[DRBD-user] 0.7.2 Split-Brain, unrecoverable - update-reconstruction [user error]

Alex Ongena Alex.Ongena at able.be
Thu Aug 19 09:26:05 CEST 2004

On Wed, 2004-08-18 at 23:13, Lars Ellenberg wrote:
> / 2004-08-18 12:38:01 +0200
> \ Alex Ongena:
> > Lars,
> > 
> > I can simulate it and I think it's related to getting a:
> > "PingAck did not arrive in time" on the slave, during
> > a 'proper or not so proper' reboot of the master.
> > => both systems are consistent, but the HA software
> > put's the slave into primary (because the master is dead)
> > and when the master commes back, they both think they
> > are consistent although they are different.
> > Maybe the 'longest a-live' should be consisered as real-
> > consistent....
> consistent is not a sysnonym for up-to-date.
> and something with your init script order is not working properly.
> it first cuts the network, while drbd is still up and running.
> you need to *first* make a possible Primary drbd Secondary,
> or completely stop drbd, and only *then* shutdown the network.

I know, but I tried to figure out how robust the driver was
against 'less than normal' shutdowns, possibly caused by faulty HD's
where the proper shutdown scripts are corrupted...

I'am _not_ simulating the _normal_ situations, but those that I
have seen that can happen.

Nevertheless, I think it should be possible to recover from a
split-brain situation by just using drbdsetup command's.
Now, the only way to recover is to manualy corrupt the,
drbd-meta storage.

> just out of curiosity,
> what are you using as cluster manager?

> why don't you use heartbeat?
I am

> > PS: let me know if I can help with further testing to make
> > 0.7.x rock-solid.
> for now, just use it the right way :)
I do, but I also like drbd to be robust when used the wrong way
(caused by script failures, errors, bad HD's, ....)

> 	Lars Ellenberg

* _DESCRIPTION OF THE TASK_:
Answer these about the DRBD mailing list post:
1. What message appeared on the slave during a reboot of the master?
2. What does Lars say must be done before the network is shut down?
3. According to Alex, what is currently the only way to recover from a split-brain situation?
Base every answer on the DRBD mailing list post alone.

* _SUPPLIED MATERIAL_:

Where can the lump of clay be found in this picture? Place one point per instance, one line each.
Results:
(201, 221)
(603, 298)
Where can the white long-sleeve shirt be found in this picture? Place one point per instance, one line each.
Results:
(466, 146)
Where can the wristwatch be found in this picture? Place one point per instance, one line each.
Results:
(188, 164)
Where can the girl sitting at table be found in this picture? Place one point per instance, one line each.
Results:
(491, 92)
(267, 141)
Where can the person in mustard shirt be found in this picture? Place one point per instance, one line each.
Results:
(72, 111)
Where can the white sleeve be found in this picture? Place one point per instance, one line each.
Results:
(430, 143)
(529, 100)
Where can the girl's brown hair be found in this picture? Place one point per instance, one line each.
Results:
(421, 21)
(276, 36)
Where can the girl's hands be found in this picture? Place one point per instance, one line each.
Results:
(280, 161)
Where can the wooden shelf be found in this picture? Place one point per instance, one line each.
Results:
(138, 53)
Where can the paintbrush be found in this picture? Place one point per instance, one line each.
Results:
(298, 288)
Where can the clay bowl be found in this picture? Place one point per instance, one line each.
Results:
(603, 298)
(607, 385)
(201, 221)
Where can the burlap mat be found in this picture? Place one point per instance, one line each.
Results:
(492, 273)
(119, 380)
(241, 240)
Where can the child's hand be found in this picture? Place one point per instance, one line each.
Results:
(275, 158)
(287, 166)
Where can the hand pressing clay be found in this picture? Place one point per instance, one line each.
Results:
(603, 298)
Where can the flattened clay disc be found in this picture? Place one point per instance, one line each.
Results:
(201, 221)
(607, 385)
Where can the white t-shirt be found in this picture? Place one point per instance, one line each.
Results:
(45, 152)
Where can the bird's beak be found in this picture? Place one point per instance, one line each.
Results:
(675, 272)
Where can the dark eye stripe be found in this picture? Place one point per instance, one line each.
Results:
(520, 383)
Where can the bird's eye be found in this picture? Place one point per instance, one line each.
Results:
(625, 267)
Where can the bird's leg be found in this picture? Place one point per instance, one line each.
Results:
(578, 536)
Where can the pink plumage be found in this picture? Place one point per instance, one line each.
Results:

* _FULL SOLUTION_:
1. "PingAck did not arrive in time"
2. Make a possible Primary drbd Secondary, or completely stop drbd.
3. Manually corrupt the drbd-meta storage.